Gems like these are why I’m such an avid eavesdropper: whatever differences there are between here and there, the one warranting comment is the Cuban mania for throwing up gates and bars around their homes.

If you’ve been to Havana, Santiago de Cuba or anywhere in between, you’ve seen this obsession Cubans have with enclosing their homes with iron bars. They’re cages, literally and figuratively, and are poignantly ironic as a result – so many people carp on about ‘freedom’ here, while locking themselves away in jails of their own construction.

Home robberies do occur, there’s no doubt, and the Puentes Grandes section of town where Varela played fairly beckons ne’er-do-wells: it’s dark, isolated, and provides many easy escape routes. But the disconnect between the real and perceived threat is aggravated by various factors including press coverage (there is none); the Cuban penchant for, and reliance upon, gossip for information (loosely related to the first factor); and our human tendency to place an inordinate amount of importance on Stuff.

◇ ◇ ◇ ◇ ◇

Reproduce the passage on Cuban home bars word for word, starting with "If you’ve been" and going on through "their own construction.".

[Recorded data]
◇ ◇ ◇ ◇ ◇

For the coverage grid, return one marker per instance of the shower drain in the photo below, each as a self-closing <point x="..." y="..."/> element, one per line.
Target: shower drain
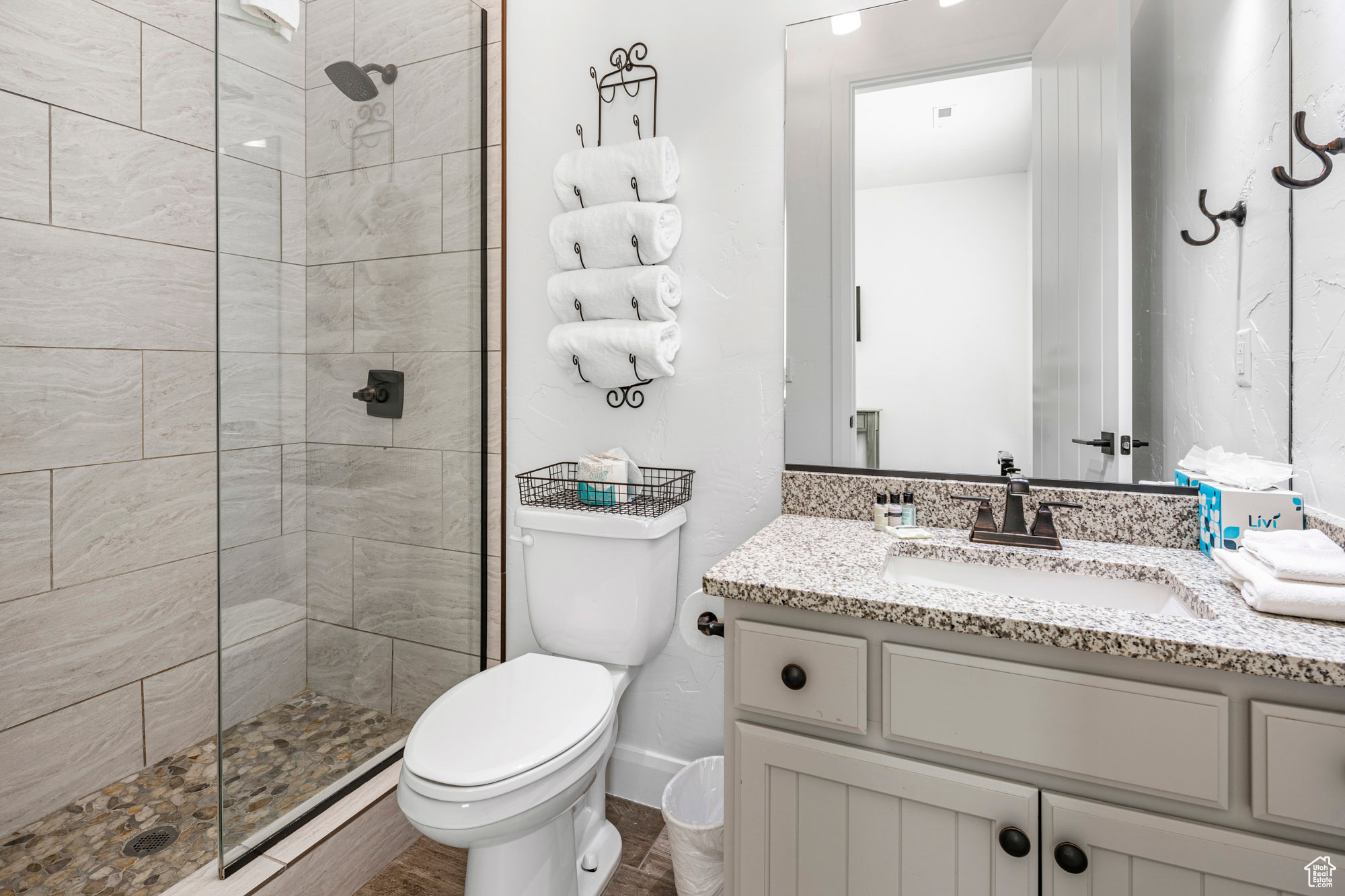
<point x="151" y="841"/>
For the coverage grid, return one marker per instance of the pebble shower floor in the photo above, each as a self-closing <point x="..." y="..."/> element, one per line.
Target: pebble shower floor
<point x="272" y="763"/>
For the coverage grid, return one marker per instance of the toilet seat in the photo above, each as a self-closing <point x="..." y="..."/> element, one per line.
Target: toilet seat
<point x="510" y="724"/>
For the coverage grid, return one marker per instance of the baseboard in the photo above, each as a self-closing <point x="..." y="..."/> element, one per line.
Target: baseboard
<point x="641" y="775"/>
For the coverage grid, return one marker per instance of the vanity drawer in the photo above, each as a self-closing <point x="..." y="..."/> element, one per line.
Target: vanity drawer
<point x="1299" y="767"/>
<point x="835" y="670"/>
<point x="1152" y="739"/>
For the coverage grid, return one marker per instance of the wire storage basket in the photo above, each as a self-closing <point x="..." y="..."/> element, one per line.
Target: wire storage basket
<point x="560" y="486"/>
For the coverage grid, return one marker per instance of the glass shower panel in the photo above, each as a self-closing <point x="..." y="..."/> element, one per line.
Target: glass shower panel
<point x="352" y="544"/>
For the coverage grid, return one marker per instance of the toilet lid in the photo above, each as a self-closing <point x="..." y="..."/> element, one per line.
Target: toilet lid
<point x="509" y="719"/>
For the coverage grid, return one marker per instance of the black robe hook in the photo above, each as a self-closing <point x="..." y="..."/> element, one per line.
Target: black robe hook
<point x="1238" y="214"/>
<point x="1321" y="151"/>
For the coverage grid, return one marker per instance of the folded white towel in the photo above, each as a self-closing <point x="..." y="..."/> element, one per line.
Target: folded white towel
<point x="1262" y="591"/>
<point x="618" y="294"/>
<point x="605" y="350"/>
<point x="283" y="14"/>
<point x="603" y="174"/>
<point x="1300" y="555"/>
<point x="605" y="235"/>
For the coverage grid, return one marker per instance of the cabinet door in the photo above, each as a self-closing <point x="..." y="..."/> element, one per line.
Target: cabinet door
<point x="817" y="818"/>
<point x="1132" y="853"/>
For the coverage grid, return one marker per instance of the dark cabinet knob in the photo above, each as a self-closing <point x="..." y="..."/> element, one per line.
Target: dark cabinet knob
<point x="1071" y="858"/>
<point x="1015" y="842"/>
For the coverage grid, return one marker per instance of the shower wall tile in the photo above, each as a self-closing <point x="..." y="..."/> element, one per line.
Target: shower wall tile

◇ ◇ ◇ ◇ ◇

ANSWER TO THE TASK:
If you’ve been to Havana, Santiago de Cuba or anywhere in between, you’ve seen this obsession Cubans have with enclosing their homes with iron bars. They’re cages, literally and figuratively, and are poignantly ironic as a result – so many people carp on about ‘freedom’ here, while locking themselves away in jails of their own construction.